-- Start Page excerpt --
You are viewing a plain text version of this content. The canonical link for it is here.
Posted to commits@arrow.apache.org by dh...@apache.org on 2021/07/28 07:16:59 UTC

[arrow-datafusion] branch master updated: JOIN conditions are order dependent (#778)

This is an automated email from the ASF dual-hosted git repository.

dheres pushed a commit to branch master
in repository https://gitbox.apache.org/repos/asf/arrow-datafusion.git


The following commit(s) were added to refs/heads/master by this push:
     new 5416341  JOIN conditions are order dependent (#778)
5416341 is described below

commit 54163410da05e8e6c68af55d699bf6a89e229bb6
Author: Mike Seddon <se...@gmail.com>
AuthorDate: Wed Jul 28 17:16:52 2021 +1000

    JOIN conditions are order dependent (#778)
    
    * allow either order joins
    
    * refactor to individual condition level
    
    * change join signature to 'join_keys' tuple
---
 .../rust/core/src/serde/logical_plan/from_proto.rs |  3 +-
 ballista/rust/core/src/serde/logical_plan/mod.rs   |  2 +-
 datafusion/src/execution/dataframe_impl.rs         |  3 +-
 datafusion/src/logical_plan/builder.rs             | 36 ++++++---
 datafusion/src/optimizer/filter_push_down.rs       |  9 +--
 datafusion/src/optimizer/projection_push_down.rs   |  4 +-
 datafusion/src/sql/planner.rs                      |  9 ++-
 datafusion/tests/sql.rs                            | 90 +++++++++++++++++-----
 8 files changed, 108 insertions(+), 48 deletions(-)

diff --git a/ballista/rust/core/src/serde/logical_plan/from_proto.rs b/ballista/rust/core/src/serde/logical_plan/from_proto.rs
index cad0543..38b5257 100644
--- a/ballista/rust/core/src/serde/logical_plan/from_proto.rs
+++ b/ballista/rust/core/src/serde/logical_plan/from_proto.rs
@@ -272,8 +272,7 @@ impl TryInto<LogicalPlan> for &protobuf::LogicalPlanNode {
                     JoinConstraint::On => builder.join(
                         &convert_box_required!(join.right)?,
                         join_type.into(),
-                        left_keys,
-                        right_keys,
+                        (left_keys, right_keys),
                     )?,
                     JoinConstraint::Using => builder.join_using(
                         &convert_box_required!(join.right)?,
diff --git a/ballista/rust/core/src/serde/logical_plan/mod.rs b/ballista/rust/core/src/serde/logical_plan/mod.rs
index 0d27c58..f6dbeaf 100644
--- a/ballista/rust/core/src/serde/logical_plan/mod.rs
+++ b/ballista/rust/core/src/serde/logical_plan/mod.rs
@@ -701,7 +701,7 @@ mod roundtrip_tests {
             CsvReadOptions::new().schema(&schema).has_header(true),
             Some(vec![0, 3, 4]),
         )
-- End Page excerpt --
Exercise task 1
What pull request number does the title in the commit email reference?
Exercise task 2
Decide whether each statement agrees with the commit email. Give yes or no and quote the words from the email that decide it.
(a) The commit was pushed to the master branch.
(b) The join signature was changed to take the keys as a tuple.
(c) The commit changed nine files.
Exercise task 3
Carry on the commit email from the point where it stops.
-- Start Rows --
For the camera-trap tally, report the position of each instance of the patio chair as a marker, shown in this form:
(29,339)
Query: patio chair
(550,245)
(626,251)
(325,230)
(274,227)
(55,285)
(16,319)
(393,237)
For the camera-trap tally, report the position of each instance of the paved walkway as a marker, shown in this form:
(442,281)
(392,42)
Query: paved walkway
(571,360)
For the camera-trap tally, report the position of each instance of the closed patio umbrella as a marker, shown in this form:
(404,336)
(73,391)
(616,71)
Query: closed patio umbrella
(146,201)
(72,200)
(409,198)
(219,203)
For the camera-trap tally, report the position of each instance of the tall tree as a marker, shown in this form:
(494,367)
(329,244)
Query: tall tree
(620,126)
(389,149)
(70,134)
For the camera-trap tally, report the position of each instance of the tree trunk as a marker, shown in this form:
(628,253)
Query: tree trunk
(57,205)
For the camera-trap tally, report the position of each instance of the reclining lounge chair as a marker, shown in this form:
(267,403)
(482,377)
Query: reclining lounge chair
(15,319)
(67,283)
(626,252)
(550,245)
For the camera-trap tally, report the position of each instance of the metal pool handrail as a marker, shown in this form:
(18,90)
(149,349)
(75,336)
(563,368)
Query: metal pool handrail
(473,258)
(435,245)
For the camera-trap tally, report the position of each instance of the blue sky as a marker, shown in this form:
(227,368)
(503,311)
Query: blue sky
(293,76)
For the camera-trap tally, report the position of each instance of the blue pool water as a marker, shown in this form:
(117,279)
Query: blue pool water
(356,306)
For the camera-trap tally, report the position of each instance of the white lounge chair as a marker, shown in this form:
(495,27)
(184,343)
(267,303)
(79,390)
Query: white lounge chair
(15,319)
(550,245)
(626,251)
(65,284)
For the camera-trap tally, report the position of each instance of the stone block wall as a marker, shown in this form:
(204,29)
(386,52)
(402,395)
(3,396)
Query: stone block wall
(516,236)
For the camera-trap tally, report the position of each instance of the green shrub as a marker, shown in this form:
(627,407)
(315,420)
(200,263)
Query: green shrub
-- End Rows --
Written reply 1
#778

Written reply 2
(a) Yes: "dheres pushed a commit to branch master"
(b) Yes: "change join signature to 'join_keys' tuple"
(c) No: "8 files changed"

Written reply 3
-        .and_then(|plan| plan.join(&scan_plan, JoinType::Inner, vec!["id"], vec!["id"]))
+        .and_then(|plan| plan.join(&scan_plan, JoinType::Inner, (vec!["id"], vec!["id"])))
         .and_then(|plan| plan.build())
         .map_err(BallistaError::DataFusionError)?;
 
diff --git a/datafusion/src/execution/dataframe_impl.rs b/datafusion/src/execution/dataframe_impl.rs
index 4edd01c..451c4c7 100644
--- a/datafusion/src/execution/dataframe_impl.rs
+++ b/datafusion/src/execution/dataframe_impl.rs
@@ -117,8 +117,7 @@ impl DataFrame for DataFrameImpl {
             .join(
                 &right.to_logical_plan(),
                 join_type,
-                left_cols.to_vec(),
-                right_cols.to_vec(),
+                (left_cols.to_vec(), right_cols.to_vec()),
             )?
             .build()?;
         Ok(Arc::new(DataFrameImpl::new(self.ctx_state.clone(), &plan)))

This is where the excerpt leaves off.